### Provided passage:

[Begin]

Therefore, a vehicle occupant can use the outer side end portion of the crash box as an access step.

When a different vehicle has collided with the outer side end of the crash box of this vehicle, for example, the crash box deforms so as to be compressed in the vehicle width direction, absorbing some of the collision load.

In order to increase the energy absorption capacity of a crash box, it is necessary to increase the vehicle width direction dimension of the crash box. However, if the vehicle width direction dimension of the crash box is increased in JP-A No. 2022-103640, the protrusion amount of the crash box toward the vehicle width direction outer side from the side face of the vehicle body becomes excessively large.

Further, since the crash box is provided at relatively high position, it is difficult for an occupant to use.

Further, there is room for improvement regarding a slip suppression function for when the foot of an occupant is placed on the crash box.

SUMMARY

In consideration of the above circumstances, the present disclosure is to obtain an access step structure in vehicle that is easy for an occupant to use when getting in or out of the vehicle, and that makes it difficult for the occupant to slip, in which the protrusion amount of the step portion toward the side from the side sill does not become excessively large, and the access step structure is able to receive an impact force that has not been completely absorbed by the energy absorption portion, using a battery installed in the vehicle.

A vehicle access step structure of a first aspect of the present disclosure includes: an energy absorption portion having an inner end side, in a vehicle width direction, which is positioned below a side sill of a vehicle and which faces an outer end face, in the vehicle width direction, of a battery configured to supply electric power to an electric motor that is a drive source of the vehicle, the energy absorption portion exhibiting an energy absorption function by deforming upon application of an external force of a predetermined size or greater; a step portion positioned lower, and further toward an outer side, in the vehicle width direction, than the side sill, the step portion deforming upon application of the external force and exhibiting an energy absorption function together with the energy absorption portion; and an anti-slip portion provided at an upper surface of the step portion.

In the vehicle access step structure of the first aspect, the step portion is positioned below the side sill and at the outer side, in the vehicle width direction, of the side sill. An anti-slip portion is provided at an upper surface of the step portion. Therefore, a vehicle occupant can easily use the step portion as an access step.

An anti-slip portion is provided at an upper surface of the step portion. Therefore, the occupant does not slip easily when the occupant places his/her foot on the upper surface of the step portion.

[End]

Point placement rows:
[Begin]

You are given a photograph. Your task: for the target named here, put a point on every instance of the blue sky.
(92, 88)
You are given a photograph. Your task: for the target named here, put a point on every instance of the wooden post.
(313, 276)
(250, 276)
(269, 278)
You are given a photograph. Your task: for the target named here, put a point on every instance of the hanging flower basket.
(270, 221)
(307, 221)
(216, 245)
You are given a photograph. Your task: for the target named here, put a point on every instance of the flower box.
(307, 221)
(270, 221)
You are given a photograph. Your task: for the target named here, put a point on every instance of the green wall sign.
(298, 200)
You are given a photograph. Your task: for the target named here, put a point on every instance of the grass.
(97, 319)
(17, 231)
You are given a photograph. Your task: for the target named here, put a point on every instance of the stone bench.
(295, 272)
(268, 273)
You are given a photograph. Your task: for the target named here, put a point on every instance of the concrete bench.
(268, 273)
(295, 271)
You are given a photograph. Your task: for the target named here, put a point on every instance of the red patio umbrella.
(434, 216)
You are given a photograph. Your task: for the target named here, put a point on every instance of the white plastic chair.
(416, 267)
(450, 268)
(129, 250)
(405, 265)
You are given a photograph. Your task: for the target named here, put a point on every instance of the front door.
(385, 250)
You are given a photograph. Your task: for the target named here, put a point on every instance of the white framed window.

[End]

### Work to do:
1. Convert the point placement rows, from the line containing "the flower box." through the last row, inclusive, into a Markdown table with the columns Number and Text. Leave out any blank lines.
2. Carry on the vehicle access step passage from the point where it stops.
The point placement rows have no connection to the vehicle access step passage.

### Expected answers:
1.
| Number | Text |
|---|---|
| 1 | You are given a photograph. Your task: for the target named here, put a point on every instance of the flower box. |
| 2 | (307, 221) |
| 3 | (270, 221) |
| 4 | You are given a photograph. Your task: for the target named here, put a point on every instance of the green wall sign. |
| 5 | (298, 200) |
| 6 | You are given a photograph. Your task: for the target named here, put a point on every instance of the grass. |
| 7 | (97, 319) |
| 8 | (17, 231) |
| 9 | You are given a photograph. Your task: for the target named here, put a point on every instance of the stone bench. |
| 10 | (295, 272) |
| 11 | (268, 273) |
| 12 | You are given a photograph. Your task: for the target named here, put a point on every instance of the concrete bench. |
| 13 | (268, 273) |
| 14 | (295, 271) |
| 15 | You are given a photograph. Your task: for the target named here, put a point on every instance of the red patio umbrella. |
| 16 | (434, 216) |
| 17 | You are given a photograph. Your task: for the target named here, put a point on every instance of the white plastic chair. |
| 18 | (416, 267) |
| 19 | (450, 268) |
| 20 | (129, 250) |
| 21 | (405, 265) |
| 22 | You are given a photograph. Your task: for the target named here, put a point on every instance of the front door. |
| 23 | (385, 250) |
| 24 | You are given a photograph. Your task: for the target named here, put a point on every instance of the white framed window. |

2.
In the vehicle access step structure of the first aspect, an inner side end portion, in the vehicle width direction, of each energy absorption portion is positioned below a side sill of the vehicle, and faces an outer side end face, in the vehicle width direction, of a battery that is capable of supplying electric power to an electric motor, serving as a drive source. Therefore, in cases in which the vehicle width direction dimensions of the energy absorption portion and the step portion are increased in order to increase the energy absorption capacity, the sideward projection amount of the outer side end portion of the step portion from the side sill does not become large.

Further, the step portion and the energy absorption portion are deformed when an external force of a magnitude equal to or greater than a predetermined amount is applied to the step portion and the energy absorption portion. Further, force that has not been absorbed by the energy absorption portion at this time can be transmitted from the inner side end portion of the energy absorption portion to the outer side end portion of the battery. In this manner, in the vehicle access step structure of the first aspect, impact force that has not been completely absorbed by the energy absorption portion can be received using a battery installed in the vehicle.

A vehicle access step structure of a second aspect of the present disclosure is the structure of the first aspect, in which the anti-slip portion includes at least one groove formed at the upper surface of the step portion and extending in a vehicle front-rear direction.

In the vehicle access step structure of the second aspect, at least one groove extending along the vehicle front-rear direction is formed at the upper surface of the step portion. Therefore, the upper surface of the step portion is less slippery than in cases in which no groove is formed.

A vehicle access step structure of a third aspect of the present disclosure is the structure of the second aspect, in which the access step structure including the groove is an extrusion molded article.

In the vehicle access step structure of the third aspect, an access step structure including a groove can be manufactured inexpensively.

A vehicle access step structure of a fourth aspect of the present disclosure is the stricture of the first aspect, in which an attachment groove extending in a vehicle front-rear direction is formed at the upper surface of the step portion, and the anti-slip portion includes an anti-slip member provided at the attachment groove.

In the vehicle access step structure of the fourth aspect, an attachment groove extending along the vehicle front-rear direction is formed at the upper surface of the step portion, and an anti-slip member is provided in the attachment groove. Namely, the step portion and the anti-slip member are manufactured as separate components. Therefore, the anti-slip member can be made of a material that is less slippery than the material of the step portion.

A vehicle access step structure of a fifth aspect of the present disclosure is the structure of the fourth aspect, in which a portion of the access step structure other than the anti-slip member is an extrusion molded article.

In the vehicle access step structure of the fifth aspect, it is possible to manufacture the access step structure inexpensively.

The vehicle access step structure according to the present disclosure has the excellent advantageous effects that it is easy for an occupant to use when getting in or out of the vehicle, and that it makes it difficult for the occupant to slip, the protrusion amount of the step portion toward the side from the side sill does not become large, and it is possible to receive impact force that has not been completely absorbed by the energy absorption portion, using a battery installed in the vehicle.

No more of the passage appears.